▶ Given instruction: Return the data exactly, with all pictures removed.

▶ Stored items:
....................
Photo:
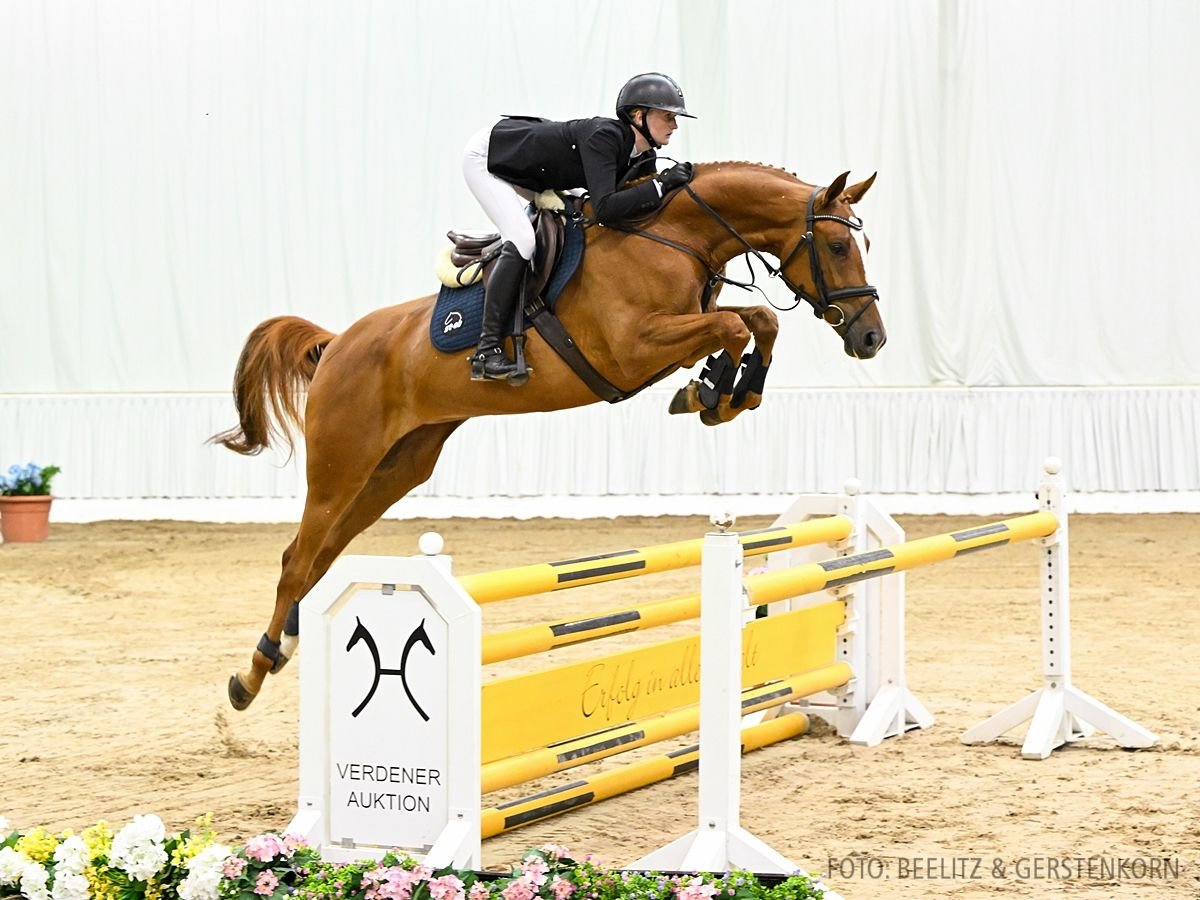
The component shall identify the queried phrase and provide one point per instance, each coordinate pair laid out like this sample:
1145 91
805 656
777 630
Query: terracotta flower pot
24 520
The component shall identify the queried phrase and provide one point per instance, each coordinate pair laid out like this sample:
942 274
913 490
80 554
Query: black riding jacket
594 154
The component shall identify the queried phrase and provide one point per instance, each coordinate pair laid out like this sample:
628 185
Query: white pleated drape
174 173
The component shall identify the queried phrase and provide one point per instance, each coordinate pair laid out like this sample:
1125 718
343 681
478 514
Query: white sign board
389 712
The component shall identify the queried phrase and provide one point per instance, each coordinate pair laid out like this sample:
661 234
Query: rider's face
661 125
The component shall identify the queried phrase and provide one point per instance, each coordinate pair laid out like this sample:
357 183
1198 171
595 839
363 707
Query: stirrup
499 370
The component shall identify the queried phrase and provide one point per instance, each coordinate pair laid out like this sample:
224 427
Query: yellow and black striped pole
808 579
603 744
543 577
622 779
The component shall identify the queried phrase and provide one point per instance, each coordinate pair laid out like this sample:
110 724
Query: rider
508 162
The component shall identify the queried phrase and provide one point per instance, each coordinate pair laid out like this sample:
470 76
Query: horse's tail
277 363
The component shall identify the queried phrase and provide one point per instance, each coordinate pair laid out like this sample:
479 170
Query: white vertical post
719 844
720 694
1057 712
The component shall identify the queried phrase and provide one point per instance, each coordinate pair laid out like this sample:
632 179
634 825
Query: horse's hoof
239 697
682 402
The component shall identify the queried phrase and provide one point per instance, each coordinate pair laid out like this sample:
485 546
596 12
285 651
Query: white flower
71 856
137 849
70 886
12 864
204 874
33 881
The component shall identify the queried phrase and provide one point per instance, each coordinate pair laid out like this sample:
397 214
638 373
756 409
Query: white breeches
503 203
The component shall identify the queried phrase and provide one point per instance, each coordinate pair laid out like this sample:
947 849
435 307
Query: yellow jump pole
497 820
593 748
550 635
833 573
543 577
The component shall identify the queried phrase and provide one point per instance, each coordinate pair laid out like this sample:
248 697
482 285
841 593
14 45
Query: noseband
825 299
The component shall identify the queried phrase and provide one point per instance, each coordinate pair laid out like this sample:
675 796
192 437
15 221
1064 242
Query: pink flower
393 883
234 867
696 889
520 889
264 847
267 883
534 868
448 887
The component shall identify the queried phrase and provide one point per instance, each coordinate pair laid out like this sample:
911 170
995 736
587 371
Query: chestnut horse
382 401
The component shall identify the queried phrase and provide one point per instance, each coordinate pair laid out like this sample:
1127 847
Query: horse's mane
701 168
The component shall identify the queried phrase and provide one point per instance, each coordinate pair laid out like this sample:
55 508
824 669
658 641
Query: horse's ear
833 191
855 192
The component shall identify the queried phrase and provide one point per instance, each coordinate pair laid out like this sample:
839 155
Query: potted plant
25 502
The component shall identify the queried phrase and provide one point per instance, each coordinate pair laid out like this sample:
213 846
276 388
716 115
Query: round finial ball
723 520
431 544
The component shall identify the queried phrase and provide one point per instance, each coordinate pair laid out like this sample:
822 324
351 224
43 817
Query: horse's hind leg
408 463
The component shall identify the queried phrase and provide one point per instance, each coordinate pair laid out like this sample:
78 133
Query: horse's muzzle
865 343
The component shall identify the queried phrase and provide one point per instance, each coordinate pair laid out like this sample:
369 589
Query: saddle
469 255
465 269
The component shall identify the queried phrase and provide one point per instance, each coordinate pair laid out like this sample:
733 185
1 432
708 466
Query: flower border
142 862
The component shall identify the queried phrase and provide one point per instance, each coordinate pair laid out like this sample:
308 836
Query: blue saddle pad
459 313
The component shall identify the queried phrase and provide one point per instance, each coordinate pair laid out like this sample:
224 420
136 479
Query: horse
382 401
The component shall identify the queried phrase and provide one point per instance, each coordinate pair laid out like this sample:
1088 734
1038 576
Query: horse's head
827 268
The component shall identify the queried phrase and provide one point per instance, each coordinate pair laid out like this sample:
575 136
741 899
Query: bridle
825 299
821 303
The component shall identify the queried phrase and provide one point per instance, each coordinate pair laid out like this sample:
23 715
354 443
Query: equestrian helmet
652 90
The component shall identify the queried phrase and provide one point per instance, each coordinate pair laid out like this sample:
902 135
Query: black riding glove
676 177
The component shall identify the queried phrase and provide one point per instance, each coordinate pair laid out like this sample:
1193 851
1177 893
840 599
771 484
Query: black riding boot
491 363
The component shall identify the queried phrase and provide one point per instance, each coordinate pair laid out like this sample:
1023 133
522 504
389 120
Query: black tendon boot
491 363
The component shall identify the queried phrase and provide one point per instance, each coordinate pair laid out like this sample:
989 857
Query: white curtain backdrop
172 173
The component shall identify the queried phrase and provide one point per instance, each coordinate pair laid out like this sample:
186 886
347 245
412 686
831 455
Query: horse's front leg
729 385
....................
▶ Written response:
Photo:
The component shall identify the queried phrase and provide one point per instance, each coordinate pair laid out like this sample:
1145 91
805 656
777 630
Query: terracotta flower pot
24 520
The component shall identify the queried phrase and provide one point per instance, each coordinate pair laid out like this sample:
942 274
913 490
80 554
Query: black riding jacket
594 154
The component shall identify the queried phrase and provide one point per instance, each coordinate pair laid out like this sample:
628 185
Query: white pleated drape
174 173
The component shall identify the queried phrase and provide one point per instance, each coordinate pair laid out like this sample:
1125 718
343 681
478 514
Query: white sign board
389 712
The component shall identify the queried phrase and provide one point per instance, each coordinate pair laid out like this sample:
661 234
Query: rider's face
661 125
The component shall identify the queried phrase and provide one point per instance, each coordinate pair laid out like this sample:
357 183
1198 171
595 839
363 707
Query: stirrup
499 370
The component shall identify the queried phrase and provide one point per instance, each coordinate pair laid out like this sample:
224 427
Query: yellow and black striped pole
808 579
603 744
543 577
622 779
The component shall identify the queried phrase and provide one point per instance, each coordinate pair laid out like this sample:
110 724
Query: rider
508 162
The component shall identify the queried phrase and provide one point per instance, each coordinate pair laid out like this sample:
470 76
Query: horse's tail
277 363
The component shall identify the queried phrase and provide one point per instance, each coordinate pair laid out like this sample:
479 170
Query: white vertical post
719 844
720 694
1057 712
The component shall identify the queried phrase and provide one point per instance, each coordinate pair laid out like this sample:
632 179
634 825
Query: horse's hoof
239 697
682 402
The component shall identify the queried phrase and provide one point per instance, each coordinate pair laid out like this sample:
485 546
596 12
285 651
Query: white flower
71 856
137 849
70 886
12 864
204 874
33 881
The component shall identify the queried phrase and provide one point per instance, each coordinate pair laid out like this sample:
397 214
638 373
756 409
Query: white breeches
503 203
The component shall identify the queried phrase and provide one point per instance, each coordinate pair laid out like this sample:
947 849
435 307
Query: yellow jump pole
497 820
593 748
550 635
833 573
543 577
The component shall identify the queried phrase and provide one point per instance, each coordinate pair laid out like this sample:
248 697
482 285
841 593
14 45
Query: noseband
825 299
The component shall identify the queried phrase and provide one point per instance, each coordinate pair laid out like this sample:
675 796
192 437
15 221
1064 242
Query: pink flower
393 883
234 867
696 889
520 889
264 847
267 883
534 868
448 887
The component shall identify the queried phrase and provide one point per instance, each coordinate pair laid out like this sample:
911 170
995 736
587 371
Query: chestnut horse
382 401
The component shall identify the queried phrase and provide one point per instance, each coordinate pair laid out like this sample:
1127 847
Query: horse's mane
701 168
The component shall identify the queried phrase and provide one point per instance, each coordinate pair laid out like this sample:
55 508
824 669
658 641
Query: horse's ear
833 191
855 192
The component shall identify the queried phrase and provide one point per instance, each coordinate pair laid out like this sample:
839 155
Query: potted plant
25 502
The component shall identify the queried phrase and provide one point per instance, each coordinate pair laid out like this sample:
213 846
276 388
716 115
Query: round finial ball
723 520
431 544
The component shall identify the queried phrase and provide one point per instance, each coordinate pair laid out like this sample:
822 324
351 224
43 817
Query: horse's hind leg
408 463
The component shall identify the queried phrase and provide one point per instance, each coordinate pair laid out like this sample:
78 133
Query: horse's muzzle
865 343
The component shall identify the queried phrase and provide one point per instance, each coordinate pair laid out like this sample:
369 589
Query: saddle
469 255
465 269
The component shall identify the queried phrase and provide one point per instance, each coordinate pair laid out like this sample:
733 185
1 432
708 466
Query: flower border
142 862
The component shall identify the queried phrase and provide one point per instance, each coordinate pair laid out like this sample:
308 836
Query: blue saddle pad
459 313
The component shall identify the queried phrase and provide one point per instance, each coordinate pair laid out like this sample:
224 420
136 479
Query: horse
382 401
The component shall identify the queried phrase and provide one point per instance, each coordinate pair laid out like this sample:
1088 734
1038 576
Query: horse's head
827 268
The component shall identify the queried phrase and provide one point per instance, each coordinate pair laid out like this sample:
575 136
741 899
Query: bridle
825 299
821 303
The component shall identify the queried phrase and provide one point per instance, each coordinate pair laid out like this sample:
23 715
354 443
Query: equestrian helmet
652 90
The component shall identify the queried phrase and provide one point per instance, each coordinate pair laid out like this sample:
902 135
Query: black riding glove
676 177
The component shall identify the queried phrase and provide one point per instance, each coordinate pair laid out like this sample:
1193 851
1177 893
840 599
771 484
Query: black riding boot
491 363
The component shall identify the queried phrase and provide one point per instance, each coordinate pair laid out like this sample:
1023 133
522 504
389 120
Query: black tendon boot
491 363
The component shall identify the queried phrase and provide one point per instance, each coordinate pair laid out like this sample:
989 857
Query: white curtain backdrop
172 173
The component shall identify the queried phrase and provide one point per instance, each coordinate pair laid out like this sample:
186 886
347 245
412 686
831 455
Query: horse's front leg
729 385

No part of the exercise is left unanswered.